# EXTRAIT FOURNI:

Marta Gili

Directrice du jeu de paume, Paris

Par Roxana Azimi · Le Journal des Arts

Le 30 novembre 2007 - 1484 mots

La directrice du Jeu de Paume Marta Gili veut construire d’une main ferme des résonances entre maîtres anciens et contemporains. Portrait d’une réaliste volontaire.

Poignée de main énergique et franc-parler chaleureux. La directrice du Jeu de Paume, Marta Gili, tranche avec la froideur de son prédécesseur, Régis Durand. Cette Catalane échappe tout autant aux chapelles d’un milieu photographique plutôt vachard. Sa spontanéité ne rime toutefois pas avec une quelconque familiarité. Plus qu’un quant à soi, elle veille à préserver une distance. Histoire de garder les idées claires. Structurée, elle l’est tant et si bien qu’un mot revient en leitmotiv : articuler.
Née en 1957 à Barcelone, cette aînée de cinq enfants, fille d’un pasteur protestant, porte bien son prénom. Elle est résolument la Marthe de la parabole biblique, cette femme de bon sens qui s’affaire dans le réel, face à Marie la contemplative. « Quand on est l’aînée, on prend des initiatives, on est le leader, on essaye de mener les choses à bon port », admet-elle. Pendant ses études de psychologie, elle travaillera à mi-temps dans une école de photographie. Aimant emboîter les expériences, elle usera de ce médium dans son activité de psychothérapeute. Au bout de quatre ans, elle délaisse la thérapie pour s’immerger définitivement dans la photo, en collaborant à Primavera fotografica, à Barcelone, l’équivalent catalan de notre Mois de la photo, tout en s’adonnant à la critique d’art.

« Trou institutionnel »
C’est précisément un article acerbe dans El País sur une exposition de la Caixa qui lui vaudra d’être engagée par la Caisse d’épargne catalane. La direction de l’institution l’appelle, lui demande d’argumenter sa critique. Séduite, elle lui propose en 1988 d’organiser des expositions à la Sala Arcs à Barcelone, avant de lui confier trois ans plus tard la direction du département photographique. « Après une période de trou institutionnel en Espagne, Marta est la première personne à avoir normalisé la scène artistique hispanique avec des expositions de niveau international », rappelle l’artiste Jordi Colomer. Elle dose alors intelligemment les monographies grand public comme Richard Avedon et Henri Cartier-Bresson, avec un axe contemporain fort, notamment vidéo, avec Doug Aitken et Tracey Moffat. « On ne peut pas demander toujours au public de faire un effort, convient Marta Gili. Il faut l’accompagner, essayer de faire en sorte qu’il trouve des points de reconnaissance. Il ne faut pas ignorer qu’on travaille pour les gens. »

# Enregistrements sources:
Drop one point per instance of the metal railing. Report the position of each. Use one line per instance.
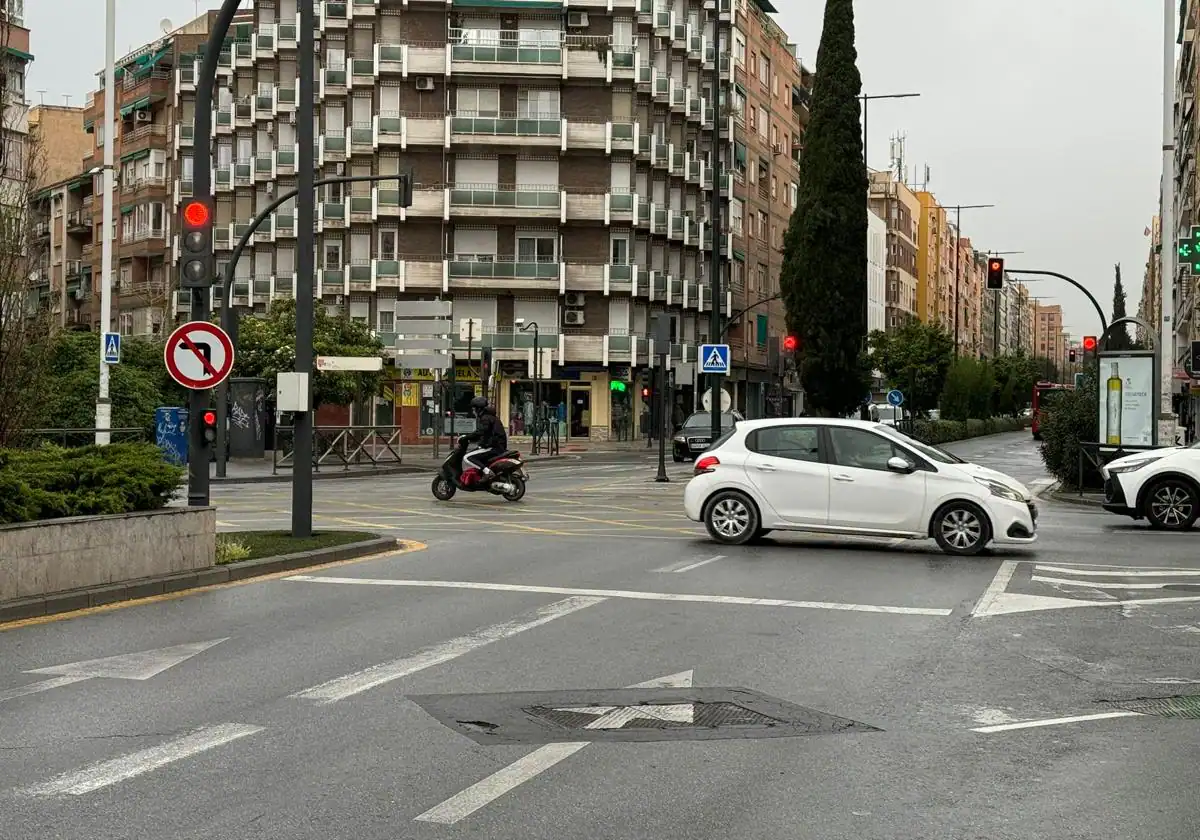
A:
(351, 447)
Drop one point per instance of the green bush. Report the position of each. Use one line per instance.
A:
(937, 432)
(52, 481)
(1073, 419)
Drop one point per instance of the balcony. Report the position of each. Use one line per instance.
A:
(504, 202)
(527, 52)
(520, 129)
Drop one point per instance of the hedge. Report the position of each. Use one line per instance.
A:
(947, 431)
(52, 481)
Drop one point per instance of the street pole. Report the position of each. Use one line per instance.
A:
(303, 425)
(103, 407)
(202, 187)
(714, 322)
(1167, 427)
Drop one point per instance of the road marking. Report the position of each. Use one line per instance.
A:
(1055, 721)
(378, 675)
(987, 603)
(491, 789)
(107, 773)
(627, 594)
(688, 565)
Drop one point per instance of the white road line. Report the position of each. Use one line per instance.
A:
(1129, 573)
(378, 675)
(736, 600)
(687, 565)
(1055, 721)
(35, 688)
(143, 761)
(996, 588)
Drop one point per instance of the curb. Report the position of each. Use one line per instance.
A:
(163, 585)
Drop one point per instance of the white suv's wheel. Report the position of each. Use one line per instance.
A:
(731, 517)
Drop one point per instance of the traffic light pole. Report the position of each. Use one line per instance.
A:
(202, 187)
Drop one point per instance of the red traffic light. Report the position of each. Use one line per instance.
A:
(196, 214)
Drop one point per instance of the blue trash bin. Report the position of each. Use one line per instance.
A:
(171, 433)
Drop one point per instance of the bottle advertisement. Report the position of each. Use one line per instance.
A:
(1127, 401)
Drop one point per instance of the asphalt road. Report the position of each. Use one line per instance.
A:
(342, 702)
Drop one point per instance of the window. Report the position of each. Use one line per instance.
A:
(475, 102)
(796, 443)
(861, 449)
(537, 249)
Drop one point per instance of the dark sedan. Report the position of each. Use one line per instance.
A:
(696, 435)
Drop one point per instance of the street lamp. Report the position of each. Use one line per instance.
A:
(867, 99)
(525, 327)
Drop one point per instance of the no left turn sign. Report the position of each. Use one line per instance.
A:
(198, 355)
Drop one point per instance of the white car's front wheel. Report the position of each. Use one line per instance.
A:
(731, 517)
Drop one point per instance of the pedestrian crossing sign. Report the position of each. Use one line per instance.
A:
(714, 358)
(112, 348)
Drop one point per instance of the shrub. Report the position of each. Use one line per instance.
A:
(52, 481)
(1073, 419)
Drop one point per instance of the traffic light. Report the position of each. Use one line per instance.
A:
(209, 425)
(995, 273)
(196, 263)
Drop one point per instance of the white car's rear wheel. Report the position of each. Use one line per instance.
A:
(731, 517)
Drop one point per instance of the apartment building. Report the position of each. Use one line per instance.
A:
(901, 210)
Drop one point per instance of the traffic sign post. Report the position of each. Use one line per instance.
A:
(198, 355)
(112, 348)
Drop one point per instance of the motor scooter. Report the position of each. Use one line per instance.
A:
(508, 478)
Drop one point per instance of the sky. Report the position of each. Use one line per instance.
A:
(1050, 109)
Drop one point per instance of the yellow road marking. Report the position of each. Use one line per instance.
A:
(402, 547)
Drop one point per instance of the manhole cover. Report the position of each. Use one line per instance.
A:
(1182, 706)
(629, 714)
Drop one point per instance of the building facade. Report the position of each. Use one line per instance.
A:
(899, 207)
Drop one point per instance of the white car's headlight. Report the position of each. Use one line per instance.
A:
(1001, 490)
(1129, 466)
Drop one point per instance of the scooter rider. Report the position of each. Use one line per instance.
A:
(489, 433)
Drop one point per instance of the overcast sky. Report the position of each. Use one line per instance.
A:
(1050, 109)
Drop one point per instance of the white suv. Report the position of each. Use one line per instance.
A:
(851, 477)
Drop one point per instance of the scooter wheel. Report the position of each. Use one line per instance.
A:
(443, 490)
(517, 491)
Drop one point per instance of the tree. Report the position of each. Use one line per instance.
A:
(1119, 340)
(823, 275)
(267, 346)
(916, 359)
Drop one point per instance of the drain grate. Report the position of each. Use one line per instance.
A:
(1186, 707)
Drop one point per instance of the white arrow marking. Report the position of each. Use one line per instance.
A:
(142, 665)
(463, 804)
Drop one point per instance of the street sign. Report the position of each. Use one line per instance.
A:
(198, 355)
(714, 358)
(112, 348)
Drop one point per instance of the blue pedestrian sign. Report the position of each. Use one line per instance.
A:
(112, 348)
(714, 358)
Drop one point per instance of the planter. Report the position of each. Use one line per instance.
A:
(51, 556)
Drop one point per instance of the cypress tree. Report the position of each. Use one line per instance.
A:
(823, 275)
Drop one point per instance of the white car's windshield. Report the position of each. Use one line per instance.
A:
(930, 453)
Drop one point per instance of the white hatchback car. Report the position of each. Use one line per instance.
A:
(857, 478)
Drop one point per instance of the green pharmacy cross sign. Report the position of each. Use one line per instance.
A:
(1189, 250)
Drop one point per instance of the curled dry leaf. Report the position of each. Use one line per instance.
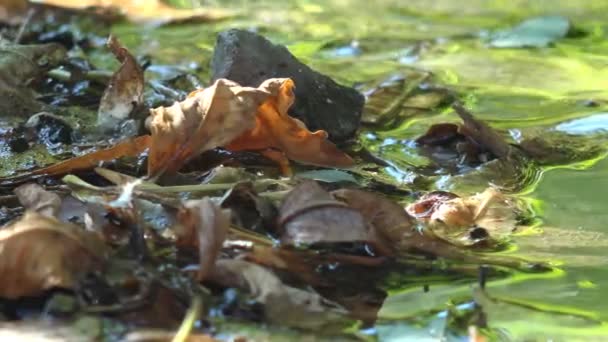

# TRAVAIL À FAIRE:
a: Relevez dans l'extrait fourni les artistes cités comme exemples des expositions programmées par Marta Gili.
b: Transcrivez s'il vous plaît le passage de l'extrait fourni qui s'ouvre sur les mots « Poignée de main » et se clôt sur « leitmotiv : articuler. ».

# RÉSULTATS PAR TÂCHE:
a: Richard Avedon, Henri Cartier-Bresson, Doug Aitken, Tracey Moffat

b:
Poignée de main énergique et franc-parler chaleureux. La directrice du Jeu de Paume, Marta Gili, tranche avec la froideur de son prédécesseur, Régis Durand. Cette Catalane échappe tout autant aux chapelles d’un milieu photographique plutôt vachard. Sa spontanéité ne rime toutefois pas avec une quelconque familiarité. Plus qu’un quant à soi, elle veille à préserver une distance. Histoire de garder les idées claires. Structurée, elle l’est tant et si bien qu’un mot revient en leitmotiv : articuler.